My brother and my father and I watched the world cup in June together.  We crowded into sports bars with tons of people for big games - US vs England, the day Cote d'Ivoire lost - and sat practically by ourselves for others - France vs Mexico, for example.  I visited my family in Tennessee and prepared to go to Switzerland for the summer.  I made pavlova for a friend who stayed over until four in the morning to watch movies.  In July, we left for Switzerland and I broke up with my boyfriend.  We hiked in the Alps, ate cheese.  My bother and I screamed when Spain won the World Cup.  In August, Caleb and I shared five days in Paris together, visiting the "very 1920s polar bear" at the Musée d'Orsay and the Botticelli at the Louvre.  I spent a week on holiday at the beach with my family, and another camping in Acadia.  And then my gap year really began.  
In September, I started taking a class at the Harvard Extension school and doing volunteer work.  I started this blog in October, and played music with my brother and his friends, walked my sister home from school.  I visited my best friend at college.  The Chilean miners came out alive.  In November, I celebrated my brother's birthday and Thanksgiving, and December was Christmastime.  Mass on Christmas Eve, making sheep cookies, getting dressed up.  Being with my family.

####

* BRIEF 1 *
Please reproduce the text about a year of family, travel, and a gap year word for word.

####

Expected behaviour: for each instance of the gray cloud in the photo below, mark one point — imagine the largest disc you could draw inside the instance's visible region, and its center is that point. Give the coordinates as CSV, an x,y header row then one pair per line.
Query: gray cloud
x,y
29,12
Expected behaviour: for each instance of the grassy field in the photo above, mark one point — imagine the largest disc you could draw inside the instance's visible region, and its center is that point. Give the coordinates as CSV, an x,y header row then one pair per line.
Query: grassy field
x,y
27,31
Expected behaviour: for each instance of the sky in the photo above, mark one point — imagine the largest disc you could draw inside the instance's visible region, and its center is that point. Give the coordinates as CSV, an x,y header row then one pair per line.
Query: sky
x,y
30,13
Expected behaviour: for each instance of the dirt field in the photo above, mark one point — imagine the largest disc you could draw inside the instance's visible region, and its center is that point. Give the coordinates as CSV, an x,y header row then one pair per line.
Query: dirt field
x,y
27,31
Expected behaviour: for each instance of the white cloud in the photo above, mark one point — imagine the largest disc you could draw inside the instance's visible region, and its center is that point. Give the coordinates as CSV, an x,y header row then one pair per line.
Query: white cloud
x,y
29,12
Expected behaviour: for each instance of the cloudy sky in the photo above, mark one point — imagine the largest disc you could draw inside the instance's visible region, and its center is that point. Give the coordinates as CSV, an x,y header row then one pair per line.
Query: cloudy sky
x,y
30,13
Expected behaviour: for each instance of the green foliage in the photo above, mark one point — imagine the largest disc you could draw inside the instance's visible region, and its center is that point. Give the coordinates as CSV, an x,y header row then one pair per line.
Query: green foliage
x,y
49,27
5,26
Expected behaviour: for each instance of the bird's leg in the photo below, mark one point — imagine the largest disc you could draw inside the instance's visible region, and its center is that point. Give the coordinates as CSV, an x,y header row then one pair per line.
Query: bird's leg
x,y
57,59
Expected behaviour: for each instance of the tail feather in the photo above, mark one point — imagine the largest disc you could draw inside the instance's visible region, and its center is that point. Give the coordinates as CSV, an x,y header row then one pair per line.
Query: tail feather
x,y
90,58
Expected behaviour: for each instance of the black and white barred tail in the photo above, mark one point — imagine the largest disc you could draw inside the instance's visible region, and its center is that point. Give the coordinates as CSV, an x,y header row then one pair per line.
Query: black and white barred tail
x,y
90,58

####

* BRIEF 2 *
Convert the listing lines, starting at the line that contains "Expected behaviour: for each instance of the bird's" and ending at the final line of the listing, into a numbered list of only those lines, with blank lines left out.

* FULL SOLUTION 1 *
My brother and my father and I watched the world cup in June together.  We crowded into sports bars with tons of people for big games - US vs England, the day Cote d'Ivoire lost - and sat practically by ourselves for others - France vs Mexico, for example.  I visited my family in Tennessee and prepared to go to Switzerland for the summer.  I made pavlova for a friend who stayed over until four in the morning to watch movies.  In July, we left for Switzerland and I broke up with my boyfriend.  We hiked in the Alps, ate cheese.  My bother and I screamed when Spain won the World Cup.  In August, Caleb and I shared five days in Paris together, visiting the "very 1920s polar bear" at the Musée d'Orsay and the Botticelli at the Louvre.  I spent a week on holiday at the beach with my family, and another camping in Acadia.  And then my gap year really began.  
In September, I started taking a class at the Harvard Extension school and doing volunteer work.  I started this blog in October, and played music with my brother and his friends, walked my sister home from school.  I visited my best friend at college.  The Chilean miners came out alive.  In November, I celebrated my brother's birthday and Thanksgiving, and December was Christmastime.  Mass on Christmas Eve, making sheep cookies, getting dressed up.  Being with my family.

* FULL SOLUTION 2 *
1. Expected behaviour: for each instance of the bird's leg in the photo below, mark one point — imagine the largest disc you could draw inside the instance's visible region, and its center is that point. Give the coordinates as CSV, an x,y header row then one pair per line.
2. Query: bird's leg
3. x,y
4. 57,59
5. Expected behaviour: for each instance of the tail feather in the photo above, mark one point — imagine the largest disc you could draw inside the instance's visible region, and its center is that point. Give the coordinates as CSV, an x,y header row then one pair per line.
6. Query: tail feather
7. x,y
8. 90,58
9. Expected behaviour: for each instance of the black and white barred tail in the photo above, mark one point — imagine the largest disc you could draw inside the instance's visible region, and its center is that point. Give the coordinates as CSV, an x,y header row then one pair per line.
10. Query: black and white barred tail
11. x,y
12. 90,58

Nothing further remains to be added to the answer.